**RECORD EXCERPTS:**
::::
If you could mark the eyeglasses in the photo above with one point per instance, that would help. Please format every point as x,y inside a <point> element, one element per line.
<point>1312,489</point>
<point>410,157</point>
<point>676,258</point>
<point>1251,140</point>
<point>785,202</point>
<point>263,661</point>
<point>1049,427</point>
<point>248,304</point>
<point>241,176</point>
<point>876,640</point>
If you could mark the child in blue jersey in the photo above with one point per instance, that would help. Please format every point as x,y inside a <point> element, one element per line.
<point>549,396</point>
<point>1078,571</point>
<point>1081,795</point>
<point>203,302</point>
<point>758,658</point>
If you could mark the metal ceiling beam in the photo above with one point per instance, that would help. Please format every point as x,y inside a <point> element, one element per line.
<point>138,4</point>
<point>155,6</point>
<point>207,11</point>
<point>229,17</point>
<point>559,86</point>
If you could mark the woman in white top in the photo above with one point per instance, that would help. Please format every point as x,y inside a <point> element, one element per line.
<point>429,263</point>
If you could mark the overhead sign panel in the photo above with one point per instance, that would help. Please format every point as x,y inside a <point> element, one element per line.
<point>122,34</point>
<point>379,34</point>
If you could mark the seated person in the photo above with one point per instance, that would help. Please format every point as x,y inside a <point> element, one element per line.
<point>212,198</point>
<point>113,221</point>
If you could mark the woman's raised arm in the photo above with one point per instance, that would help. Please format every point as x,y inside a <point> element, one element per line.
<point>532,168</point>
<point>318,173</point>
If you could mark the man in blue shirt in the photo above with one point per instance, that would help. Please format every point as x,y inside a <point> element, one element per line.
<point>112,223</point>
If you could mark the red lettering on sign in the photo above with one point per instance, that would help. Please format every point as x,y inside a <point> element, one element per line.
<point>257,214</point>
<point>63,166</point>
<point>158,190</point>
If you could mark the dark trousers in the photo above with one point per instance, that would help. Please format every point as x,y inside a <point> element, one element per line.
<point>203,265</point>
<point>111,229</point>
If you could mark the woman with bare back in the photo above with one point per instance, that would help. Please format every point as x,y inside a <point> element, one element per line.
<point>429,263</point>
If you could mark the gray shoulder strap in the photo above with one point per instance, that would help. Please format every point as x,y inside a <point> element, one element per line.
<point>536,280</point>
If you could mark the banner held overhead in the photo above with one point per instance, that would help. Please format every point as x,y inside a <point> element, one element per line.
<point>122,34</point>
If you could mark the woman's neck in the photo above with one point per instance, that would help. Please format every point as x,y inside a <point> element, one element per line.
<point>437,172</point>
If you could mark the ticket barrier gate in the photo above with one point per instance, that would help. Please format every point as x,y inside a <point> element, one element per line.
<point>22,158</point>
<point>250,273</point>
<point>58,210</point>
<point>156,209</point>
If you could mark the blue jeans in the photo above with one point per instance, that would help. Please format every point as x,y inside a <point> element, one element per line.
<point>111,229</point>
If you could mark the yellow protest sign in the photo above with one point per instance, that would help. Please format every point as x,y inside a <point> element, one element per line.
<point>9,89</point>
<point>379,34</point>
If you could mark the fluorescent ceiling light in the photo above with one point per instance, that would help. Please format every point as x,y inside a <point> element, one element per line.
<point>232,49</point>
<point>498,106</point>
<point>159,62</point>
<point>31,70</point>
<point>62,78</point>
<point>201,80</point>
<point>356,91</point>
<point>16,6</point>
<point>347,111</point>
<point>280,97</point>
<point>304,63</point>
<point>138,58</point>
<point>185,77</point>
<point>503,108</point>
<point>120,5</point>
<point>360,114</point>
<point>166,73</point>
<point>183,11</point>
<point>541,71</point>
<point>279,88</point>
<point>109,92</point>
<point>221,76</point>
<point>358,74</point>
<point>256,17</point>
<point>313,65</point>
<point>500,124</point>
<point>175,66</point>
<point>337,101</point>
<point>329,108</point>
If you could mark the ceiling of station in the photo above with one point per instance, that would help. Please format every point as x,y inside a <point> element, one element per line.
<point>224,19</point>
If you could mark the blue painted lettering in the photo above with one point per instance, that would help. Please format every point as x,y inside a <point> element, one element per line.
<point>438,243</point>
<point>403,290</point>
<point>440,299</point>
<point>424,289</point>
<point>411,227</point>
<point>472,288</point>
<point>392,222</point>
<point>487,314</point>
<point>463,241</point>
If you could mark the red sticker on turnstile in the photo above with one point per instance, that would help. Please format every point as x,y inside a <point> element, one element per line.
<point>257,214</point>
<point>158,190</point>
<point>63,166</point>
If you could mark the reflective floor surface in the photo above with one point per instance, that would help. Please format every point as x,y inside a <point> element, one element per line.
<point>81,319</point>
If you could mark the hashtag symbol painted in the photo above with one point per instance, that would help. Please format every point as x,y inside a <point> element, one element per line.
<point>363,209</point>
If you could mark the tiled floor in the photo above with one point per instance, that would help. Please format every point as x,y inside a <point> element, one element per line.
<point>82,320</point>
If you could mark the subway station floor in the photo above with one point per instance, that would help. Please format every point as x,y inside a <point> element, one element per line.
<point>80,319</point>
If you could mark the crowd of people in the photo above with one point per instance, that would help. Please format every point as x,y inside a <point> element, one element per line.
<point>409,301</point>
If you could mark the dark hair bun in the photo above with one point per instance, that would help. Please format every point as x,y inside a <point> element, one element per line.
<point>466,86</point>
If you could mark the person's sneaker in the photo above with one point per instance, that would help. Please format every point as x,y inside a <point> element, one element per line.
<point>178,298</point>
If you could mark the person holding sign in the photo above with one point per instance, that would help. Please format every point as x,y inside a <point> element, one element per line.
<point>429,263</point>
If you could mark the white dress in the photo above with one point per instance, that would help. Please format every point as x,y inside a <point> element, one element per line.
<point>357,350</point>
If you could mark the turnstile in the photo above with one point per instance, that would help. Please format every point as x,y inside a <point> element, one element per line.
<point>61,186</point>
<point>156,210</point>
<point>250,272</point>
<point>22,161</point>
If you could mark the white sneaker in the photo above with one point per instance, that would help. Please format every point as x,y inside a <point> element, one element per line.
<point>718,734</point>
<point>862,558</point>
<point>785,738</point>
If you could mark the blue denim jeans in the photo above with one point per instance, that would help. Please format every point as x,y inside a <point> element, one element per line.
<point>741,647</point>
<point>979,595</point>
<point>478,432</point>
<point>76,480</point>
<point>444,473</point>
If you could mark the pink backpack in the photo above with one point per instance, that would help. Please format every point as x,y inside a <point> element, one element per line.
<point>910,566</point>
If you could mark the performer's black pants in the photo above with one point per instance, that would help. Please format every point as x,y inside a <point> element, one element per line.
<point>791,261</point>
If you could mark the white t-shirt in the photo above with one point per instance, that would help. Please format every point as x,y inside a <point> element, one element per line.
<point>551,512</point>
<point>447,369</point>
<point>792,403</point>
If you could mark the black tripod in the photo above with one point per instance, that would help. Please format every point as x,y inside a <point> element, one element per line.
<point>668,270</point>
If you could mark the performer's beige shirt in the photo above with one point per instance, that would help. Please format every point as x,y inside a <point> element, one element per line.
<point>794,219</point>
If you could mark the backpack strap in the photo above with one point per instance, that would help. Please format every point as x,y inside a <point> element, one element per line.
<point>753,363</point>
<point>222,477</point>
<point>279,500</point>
::::
**STATED TASK:** Rewrite every line of the rows above as a JSON list of strings, one string per line, leaving out any blank lines.

**SOLUTION TO THIS PROBLEM:**
[
  "If you could mark the eyeglasses in the photo above with one point per instance, that would help. Please format every point as x,y inside a <point> element, one element per line.",
  "<point>1312,489</point>",
  "<point>410,157</point>",
  "<point>676,258</point>",
  "<point>1251,140</point>",
  "<point>785,202</point>",
  "<point>263,661</point>",
  "<point>1049,427</point>",
  "<point>248,304</point>",
  "<point>241,176</point>",
  "<point>876,640</point>",
  "If you could mark the child in blue jersey in the photo above with one point per instance, that would help. Please format every point as x,y inside a <point> element, one element per line.",
  "<point>549,396</point>",
  "<point>1078,571</point>",
  "<point>1081,795</point>",
  "<point>203,302</point>",
  "<point>758,658</point>",
  "If you could mark the metal ceiling beam in the photo above with one point per instance, that would help. Please format every point as x,y inside a <point> element, one element per line.",
  "<point>138,4</point>",
  "<point>155,6</point>",
  "<point>207,11</point>",
  "<point>229,17</point>",
  "<point>559,86</point>",
  "If you could mark the woman in white top in the photo above with one point per instance, that would help. Please format every point as x,y inside a <point> element, one element per line.",
  "<point>429,263</point>",
  "If you could mark the overhead sign panel in the photo above with one point per instance, that would help. Please format every point as x,y inside a <point> element, one element per line.",
  "<point>122,34</point>",
  "<point>379,34</point>",
  "If you could mark the seated person in the photo above with one point per instance, that would help. Please format every point as x,y inside a <point> element, one element per line.",
  "<point>212,198</point>",
  "<point>113,221</point>",
  "If you could mark the woman's raised arm in the photo above with one point per instance, that would help. Please format every point as x,y inside a <point> element, one element per line.",
  "<point>532,168</point>",
  "<point>318,173</point>",
  "If you could mark the man in blue shirt in the photo above with one point per instance, that would help. Please format every point as x,y inside a <point> element, one element per line.",
  "<point>112,223</point>",
  "If you could mark the red lettering on sign in the photo above with one point per instance, that would help. Please format every point as x,y inside a <point> element, one element per line.",
  "<point>257,214</point>",
  "<point>63,166</point>",
  "<point>158,190</point>",
  "If you could mark the dark trousers in the photo above with one point per instance, that would help. Please format every point as x,y inside a <point> element, one element per line.",
  "<point>203,265</point>",
  "<point>111,229</point>",
  "If you could mark the woman with bare back in the photo above with one point per instance, that would help. Please format every point as x,y inside a <point> element, one element per line.",
  "<point>429,263</point>",
  "If you could mark the gray shoulder strap in the photo above with one point per instance, that would help. Please format every point as x,y inside a <point> element, one element per line.",
  "<point>536,280</point>",
  "If you could mark the banner held overhead in the photo above with one point per instance, that would help. Please format every point as x,y inside a <point> element, one element per line.",
  "<point>122,34</point>",
  "If you could mark the woman's neck in the photo above with one point per instance, that would help. Please format every point as x,y inside a <point> element, one element per line.",
  "<point>437,172</point>",
  "If you could mark the ticket barrier gate in the photo above with one point per instance, that would help. Please format every point as x,y inside a <point> element, one element per line.",
  "<point>22,158</point>",
  "<point>250,273</point>",
  "<point>58,210</point>",
  "<point>156,209</point>",
  "If you could mark the blue jeans in the photo above with one point per instance, that would help. Please format every point as x,y inside a <point> element, one element per line.",
  "<point>111,229</point>",
  "If you could mark the yellow protest sign in the photo above with one point per instance, that would help. Please format every point as x,y inside a <point> element, one element per line.",
  "<point>9,89</point>",
  "<point>379,34</point>",
  "If you could mark the fluorescent ceiling light in the photo above with one point per instance, that would help. Please format every point as x,y inside a <point> element, one element per line.",
  "<point>232,49</point>",
  "<point>498,106</point>",
  "<point>159,62</point>",
  "<point>31,70</point>",
  "<point>62,78</point>",
  "<point>201,80</point>",
  "<point>356,91</point>",
  "<point>16,6</point>",
  "<point>347,111</point>",
  "<point>280,97</point>",
  "<point>304,63</point>",
  "<point>138,58</point>",
  "<point>185,77</point>",
  "<point>503,108</point>",
  "<point>120,5</point>",
  "<point>360,114</point>",
  "<point>166,73</point>",
  "<point>183,11</point>",
  "<point>541,71</point>",
  "<point>279,88</point>",
  "<point>109,92</point>",
  "<point>221,76</point>",
  "<point>358,74</point>",
  "<point>256,17</point>",
  "<point>313,65</point>",
  "<point>500,124</point>",
  "<point>175,66</point>",
  "<point>337,101</point>",
  "<point>329,108</point>",
  "If you could mark the ceiling of station in the photo above with one point per instance, that would help. Please format every point as x,y inside a <point> element, one element per line.",
  "<point>224,19</point>",
  "If you could mark the blue painted lettering in the photo above with one point per instance, that would help. Please format every point as x,y inside a <point> element, one element per line.",
  "<point>438,243</point>",
  "<point>403,290</point>",
  "<point>440,299</point>",
  "<point>424,289</point>",
  "<point>411,227</point>",
  "<point>472,288</point>",
  "<point>392,222</point>",
  "<point>487,314</point>",
  "<point>463,241</point>",
  "If you could mark the red sticker on turnstile in the photo above with one point per instance, that would help. Please format every point as x,y inside a <point> element, one element per line.",
  "<point>257,214</point>",
  "<point>158,190</point>",
  "<point>63,166</point>",
  "If you could mark the reflective floor surface in the photo above with one point per instance, that would help. Please format every point as x,y inside a <point> element, one element per line.",
  "<point>81,319</point>",
  "If you could mark the hashtag symbol painted in the photo above with one point per instance, that would help. Please format every point as x,y inside a <point> element, one element per line.",
  "<point>363,209</point>",
  "If you could mark the tiled floor in the photo above with one point per instance, that would help. Please format every point as x,y inside a <point> element, one element per line.",
  "<point>82,320</point>",
  "If you could mark the subway station floor in the photo above with one point per instance, that would help. Please format every point as x,y inside a <point> element, one element per line.",
  "<point>80,319</point>",
  "If you could mark the crowd of people in the photo above with one point per instance, that would help. Please format every point as x,y inside a <point> element, one element per line.",
  "<point>409,301</point>",
  "If you could mark the dark hair bun in the photo above with one point per instance, that would help. Please format every point as x,y inside a <point> element, one element per line.",
  "<point>466,86</point>",
  "If you could mark the person's sneaker in the photo above with one point per instance, that would help. Please format every point as x,y inside a <point> element, one element per line.",
  "<point>178,298</point>",
  "If you could mark the person holding sign in the photo above with one point per instance, that would help. Please format every point as x,y inside a <point> element, one element per line.",
  "<point>429,263</point>",
  "If you could mark the white dress in the photo above with one point per instance, that would help. Please format every point as x,y inside a <point> element, one element per line.",
  "<point>357,350</point>",
  "If you could mark the turnstile in the photo above with one point per instance, that would help. Please format every point as x,y inside a <point> element, one element per line.",
  "<point>61,186</point>",
  "<point>156,210</point>",
  "<point>250,272</point>",
  "<point>22,161</point>",
  "If you could mark the white sneaker in the photo above with one point per instance, that would help. Please format every point as x,y inside a <point> element, one element per line.",
  "<point>718,734</point>",
  "<point>862,558</point>",
  "<point>785,738</point>",
  "If you could mark the blue denim jeans in the photo above with one point per instance, that would help. Please format every point as x,y inside a <point> element, one element per line.",
  "<point>741,647</point>",
  "<point>979,595</point>",
  "<point>478,432</point>",
  "<point>76,480</point>",
  "<point>444,473</point>",
  "If you could mark the pink backpack in the photo above with one point per instance, that would help. Please format every point as x,y inside a <point> element, one element per line.",
  "<point>910,566</point>",
  "If you could mark the performer's black pants in the photo above with one point per instance, that would help. Please format every point as x,y inside a <point> element, one element per line.",
  "<point>791,261</point>",
  "If you could mark the white t-shirt in the photo above with one point per instance, that would help. Please format every point as x,y inside a <point> element, one element per line.",
  "<point>551,512</point>",
  "<point>447,369</point>",
  "<point>792,403</point>",
  "If you could mark the black tripod in the photo above with one point per instance, that would help. Please format every point as x,y inside a <point> element, one element per line.",
  "<point>668,270</point>",
  "If you could mark the performer's beige shirt in the photo above with one point per instance, that would help. Please format every point as x,y inside a <point> element, one element per line.",
  "<point>794,219</point>",
  "If you could mark the backpack strap in the photo above with one point per instance, that would help. Please format every point as x,y inside a <point> element, one element per line.",
  "<point>753,363</point>",
  "<point>222,477</point>",
  "<point>279,500</point>"
]